_OBJECTIVE_
Could you reproduce the items below, substituting "written as" for each occurrence of "formatted as" and leaving everything else unchanged? Omit the pictures.

_TASK INPUTS_
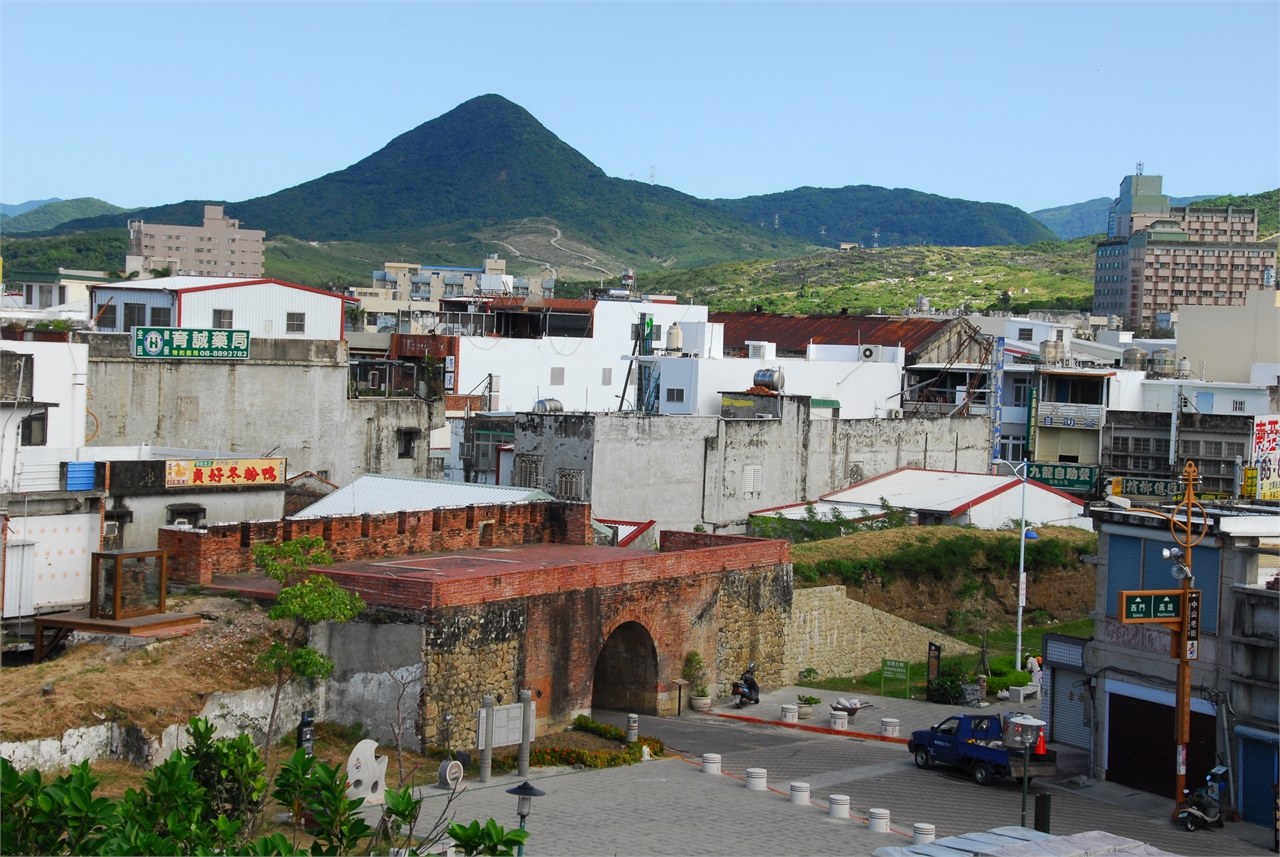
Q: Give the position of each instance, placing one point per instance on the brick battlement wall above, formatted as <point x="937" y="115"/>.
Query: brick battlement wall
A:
<point x="725" y="554"/>
<point x="199" y="555"/>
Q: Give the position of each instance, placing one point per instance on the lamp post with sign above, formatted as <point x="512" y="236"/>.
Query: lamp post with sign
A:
<point x="1179" y="610"/>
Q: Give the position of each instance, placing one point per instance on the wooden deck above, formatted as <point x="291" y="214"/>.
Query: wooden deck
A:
<point x="147" y="626"/>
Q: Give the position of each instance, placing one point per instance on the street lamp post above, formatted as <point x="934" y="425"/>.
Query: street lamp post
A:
<point x="525" y="794"/>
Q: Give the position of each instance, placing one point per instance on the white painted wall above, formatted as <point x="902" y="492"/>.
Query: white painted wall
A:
<point x="261" y="308"/>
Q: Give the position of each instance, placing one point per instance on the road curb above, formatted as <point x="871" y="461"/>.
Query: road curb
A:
<point x="805" y="727"/>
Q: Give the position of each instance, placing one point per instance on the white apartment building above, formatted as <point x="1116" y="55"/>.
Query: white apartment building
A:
<point x="216" y="248"/>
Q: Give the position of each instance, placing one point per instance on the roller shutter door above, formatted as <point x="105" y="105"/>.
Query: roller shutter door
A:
<point x="1257" y="774"/>
<point x="1141" y="745"/>
<point x="1070" y="709"/>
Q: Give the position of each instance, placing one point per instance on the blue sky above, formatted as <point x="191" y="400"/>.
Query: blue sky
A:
<point x="1032" y="104"/>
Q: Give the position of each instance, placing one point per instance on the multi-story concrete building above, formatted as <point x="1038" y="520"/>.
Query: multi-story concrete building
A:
<point x="216" y="248"/>
<point x="406" y="297"/>
<point x="1159" y="257"/>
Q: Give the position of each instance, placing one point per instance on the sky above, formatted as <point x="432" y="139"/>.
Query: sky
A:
<point x="1031" y="104"/>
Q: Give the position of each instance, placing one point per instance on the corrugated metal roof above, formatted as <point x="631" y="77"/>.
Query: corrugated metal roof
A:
<point x="795" y="333"/>
<point x="935" y="490"/>
<point x="375" y="493"/>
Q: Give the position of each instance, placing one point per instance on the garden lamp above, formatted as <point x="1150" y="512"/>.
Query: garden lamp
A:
<point x="525" y="794"/>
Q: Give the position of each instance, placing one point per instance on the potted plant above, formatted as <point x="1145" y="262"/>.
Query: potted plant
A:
<point x="695" y="673"/>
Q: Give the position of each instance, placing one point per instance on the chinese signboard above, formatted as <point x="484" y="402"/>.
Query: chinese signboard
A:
<point x="223" y="472"/>
<point x="1160" y="489"/>
<point x="1069" y="477"/>
<point x="1151" y="605"/>
<point x="1266" y="456"/>
<point x="197" y="343"/>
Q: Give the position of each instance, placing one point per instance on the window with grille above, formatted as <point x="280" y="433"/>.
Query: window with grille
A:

_RESPONSE_
Q: Give the position of each instance, placing one point per instance on the brick battlement wall above, written as <point x="937" y="115"/>.
Query: brick battlement wall
A:
<point x="725" y="554"/>
<point x="199" y="555"/>
Q: Give the position of each instance, placing one point per instance on the lamp post with sign above, written as <point x="512" y="236"/>.
Query: lamp post with sign
A:
<point x="1179" y="610"/>
Q: Give the position of each instance, placing one point per instance on the wooden deck above, written as <point x="291" y="214"/>.
Query: wooden deck
A:
<point x="147" y="626"/>
Q: Give the position of each instance, placing one point per instance on the street lamp post above, written as <point x="934" y="425"/>.
Query: street lamp post
A:
<point x="525" y="794"/>
Q: Give the position of each instance, placing one point per instance on the white painted wall above, written as <point x="902" y="492"/>.
Query: white painted wall
A:
<point x="261" y="308"/>
Q: Give the position of each instance, placing one point per instance on the road curb above, written as <point x="871" y="461"/>.
Query: road curb
A:
<point x="805" y="727"/>
Q: Give the position of each instance, placing one point per instance on the white apartment building above, written as <point x="1116" y="55"/>.
Query: white apartment building
A:
<point x="216" y="248"/>
Q: Give the position of each instance, placing one point per instance on the roller shutter door above, written as <point x="105" y="105"/>.
Query: roller shutter door
A:
<point x="1257" y="774"/>
<point x="1141" y="745"/>
<point x="1070" y="709"/>
Q: Give the position of each instance, placing one point per instance on the blue sky above, written as <point x="191" y="400"/>.
Query: blue sky
A:
<point x="1032" y="104"/>
Q: Give the position of each instance, placing one point per instance on the multi-story concrete building above, written as <point x="1038" y="520"/>.
Query: multi-story concrete building
A:
<point x="216" y="248"/>
<point x="406" y="297"/>
<point x="1159" y="257"/>
Q: Give the position of each instance, placing one point per instance on the sky above, written as <point x="432" y="139"/>.
Query: sky
A:
<point x="1031" y="104"/>
Q: Give the position of each instance, placing one point per instance on the corrugated metal roof above, written as <point x="631" y="77"/>.
Query: corrugated metal roof
A:
<point x="795" y="333"/>
<point x="935" y="490"/>
<point x="375" y="493"/>
Q: Give the position of each instance, placing one point per instance on the garden lamp above, written as <point x="1150" y="512"/>.
Query: garden lamp
A:
<point x="525" y="794"/>
Q: Give the position of each instance, placing one point per instance on the potted plant above, written as <point x="1145" y="262"/>.
Query: potted plant
A:
<point x="695" y="673"/>
Q: Give the position of each instance, placing one point per instance on the chinese signboard above, written as <point x="484" y="402"/>.
Query: chinese signboard
A:
<point x="223" y="472"/>
<point x="1160" y="489"/>
<point x="1069" y="477"/>
<point x="1151" y="605"/>
<point x="1266" y="456"/>
<point x="197" y="343"/>
Q: Give the position of each instance, placing one point per instance on the window with grille above, written as <point x="280" y="433"/>.
Query: window with grille
A:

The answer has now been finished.